**Records shown:**
┏━━

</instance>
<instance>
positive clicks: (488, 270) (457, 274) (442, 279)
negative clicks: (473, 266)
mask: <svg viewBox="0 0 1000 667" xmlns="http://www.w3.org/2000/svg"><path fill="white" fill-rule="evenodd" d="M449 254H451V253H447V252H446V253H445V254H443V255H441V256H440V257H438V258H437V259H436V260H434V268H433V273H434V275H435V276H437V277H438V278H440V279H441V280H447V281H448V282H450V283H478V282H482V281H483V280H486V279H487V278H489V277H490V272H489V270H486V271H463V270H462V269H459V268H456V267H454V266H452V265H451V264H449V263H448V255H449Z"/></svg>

┗━━

**Activity:** Exact copies of the lines from the one with "positive clicks: (488, 270)" through the final line of the listing should be returned, and no other lines.

**Output below:**
positive clicks: (488, 270) (457, 274) (442, 279)
negative clicks: (473, 266)
mask: <svg viewBox="0 0 1000 667" xmlns="http://www.w3.org/2000/svg"><path fill="white" fill-rule="evenodd" d="M449 254H451V253H447V252H446V253H445V254H443V255H441V256H440V257H438V258H437V259H436V260H434V268H433V273H434V275H435V276H437V277H438V278H440V279H441V280H447V281H448V282H450V283H478V282H482V281H483V280H486V279H487V278H489V277H490V272H489V270H486V271H463V270H462V269H459V268H456V267H454V266H452V265H451V264H449V263H448V255H449Z"/></svg>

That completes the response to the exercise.